Annotation dataset entries:
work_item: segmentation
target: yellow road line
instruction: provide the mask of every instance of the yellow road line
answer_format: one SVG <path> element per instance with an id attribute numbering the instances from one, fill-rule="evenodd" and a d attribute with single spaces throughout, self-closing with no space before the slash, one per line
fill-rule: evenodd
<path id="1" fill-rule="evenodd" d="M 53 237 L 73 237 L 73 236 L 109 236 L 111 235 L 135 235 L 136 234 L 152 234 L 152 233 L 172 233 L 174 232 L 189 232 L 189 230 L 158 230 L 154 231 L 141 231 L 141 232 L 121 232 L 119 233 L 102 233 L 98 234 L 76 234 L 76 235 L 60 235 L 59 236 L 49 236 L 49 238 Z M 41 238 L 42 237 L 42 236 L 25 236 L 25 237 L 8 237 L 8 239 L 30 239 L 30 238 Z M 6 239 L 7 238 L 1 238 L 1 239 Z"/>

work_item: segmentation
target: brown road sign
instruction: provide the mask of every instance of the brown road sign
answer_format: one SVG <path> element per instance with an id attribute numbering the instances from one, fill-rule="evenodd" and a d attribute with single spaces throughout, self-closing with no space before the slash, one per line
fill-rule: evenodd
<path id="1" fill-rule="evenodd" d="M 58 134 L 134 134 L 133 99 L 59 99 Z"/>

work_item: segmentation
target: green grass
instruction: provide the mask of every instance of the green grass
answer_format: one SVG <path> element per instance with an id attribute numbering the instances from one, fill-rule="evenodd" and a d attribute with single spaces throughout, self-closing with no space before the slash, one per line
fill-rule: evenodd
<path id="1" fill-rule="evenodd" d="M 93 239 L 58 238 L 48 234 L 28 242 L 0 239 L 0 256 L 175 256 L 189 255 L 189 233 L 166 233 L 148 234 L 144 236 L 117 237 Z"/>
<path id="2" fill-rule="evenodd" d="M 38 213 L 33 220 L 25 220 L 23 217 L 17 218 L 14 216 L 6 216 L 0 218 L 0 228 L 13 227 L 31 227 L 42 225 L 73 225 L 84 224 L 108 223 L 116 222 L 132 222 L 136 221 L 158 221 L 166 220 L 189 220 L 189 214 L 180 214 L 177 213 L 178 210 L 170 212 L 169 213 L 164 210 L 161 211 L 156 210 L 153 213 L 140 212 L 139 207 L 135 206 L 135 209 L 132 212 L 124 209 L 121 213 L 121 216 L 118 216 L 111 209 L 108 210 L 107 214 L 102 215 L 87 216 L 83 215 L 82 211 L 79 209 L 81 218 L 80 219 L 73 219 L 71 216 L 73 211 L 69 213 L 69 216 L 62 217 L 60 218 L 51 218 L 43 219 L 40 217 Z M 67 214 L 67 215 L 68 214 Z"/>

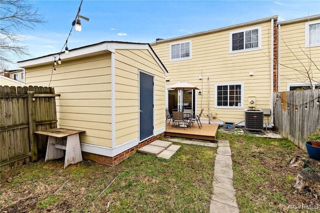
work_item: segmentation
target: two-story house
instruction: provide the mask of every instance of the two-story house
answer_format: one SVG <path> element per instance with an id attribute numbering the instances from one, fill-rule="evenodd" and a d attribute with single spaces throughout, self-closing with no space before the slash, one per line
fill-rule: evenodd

Job: Rewrite all of the items above as a Markdown table with the columns "Number" and "Text", giving each line its own row. Leave out blank lines and the pictures.

Task response:
| Number | Text |
|---|---|
| 1 | work_item: segmentation |
| 2 | target: yellow road line |
| 3 | instruction: provide the mask of every instance of the yellow road line |
| 4 | answer_format: one SVG <path> element per instance with an id attribute numbering the instances from one, fill-rule="evenodd" and a d attribute with single spaces throughout, self-closing with no space before the slash, one per line |
| 5 | fill-rule: evenodd |
| 6 | <path id="1" fill-rule="evenodd" d="M 53 237 L 73 237 L 73 236 L 109 236 L 111 235 L 135 235 L 136 234 L 152 234 L 152 233 L 172 233 L 174 232 L 189 232 L 189 230 L 158 230 L 154 231 L 141 231 L 141 232 L 121 232 L 119 233 L 102 233 L 98 234 L 76 234 L 76 235 L 60 235 L 59 236 L 49 236 L 49 238 Z M 41 238 L 42 237 L 42 236 L 25 236 L 25 237 L 8 237 L 8 239 L 30 239 L 30 238 Z M 6 239 L 7 238 L 1 238 L 1 239 Z"/> |
| 7 | work_item: segmentation |
| 8 | target: brown road sign |
| 9 | instruction: provide the mask of every instance of the brown road sign |
| 10 | answer_format: one SVG <path> element per instance with an id attribute numbering the instances from one, fill-rule="evenodd" and a d attribute with single spaces throughout, self-closing with no space before the slash, one per line |
| 11 | fill-rule: evenodd |
| 12 | <path id="1" fill-rule="evenodd" d="M 58 134 L 134 134 L 133 99 L 59 99 Z"/> |
| 13 | work_item: segmentation |
| 14 | target: green grass |
| 15 | instruction: provide the mask of every instance of the green grass |
| 16 | answer_format: one SVG <path> element per instance with an id attribute numbering the instances from one, fill-rule="evenodd" and a d attribute with single spaces throughout, self-closing with no space before the slash, one per line |
| 17 | fill-rule: evenodd |
| 18 | <path id="1" fill-rule="evenodd" d="M 93 239 L 58 238 L 48 234 L 28 242 L 0 239 L 0 256 L 175 256 L 189 255 L 189 233 L 166 233 L 148 234 L 144 236 L 117 237 Z"/> |
| 19 | <path id="2" fill-rule="evenodd" d="M 38 213 L 33 220 L 25 220 L 23 217 L 17 218 L 14 216 L 6 216 L 0 218 L 0 228 L 13 227 L 31 227 L 42 225 L 73 225 L 84 224 L 108 223 L 116 222 L 132 222 L 136 221 L 158 221 L 166 220 L 189 220 L 189 214 L 180 214 L 177 213 L 178 210 L 170 212 L 169 213 L 164 210 L 161 211 L 156 210 L 153 213 L 140 212 L 139 207 L 135 206 L 135 209 L 132 212 L 124 209 L 121 213 L 121 216 L 118 216 L 111 209 L 108 210 L 107 214 L 102 215 L 87 216 L 83 215 L 82 211 L 79 209 L 81 218 L 80 219 L 73 219 L 71 216 L 73 211 L 69 213 L 69 216 L 62 217 L 60 218 L 51 218 L 43 219 L 40 217 Z M 67 214 L 67 215 L 68 214 Z"/> |
| 20 | work_item: segmentation |
| 21 | target: two-story house |
| 22 | instruction: provide the mask of every instance of the two-story house |
| 23 | answer_format: one SVG <path> element per instance with an id attribute numbering the instances from one, fill-rule="evenodd" and a d attribute with single spaces throughout, self-closing with no space before the slash, one per line |
| 24 | fill-rule: evenodd |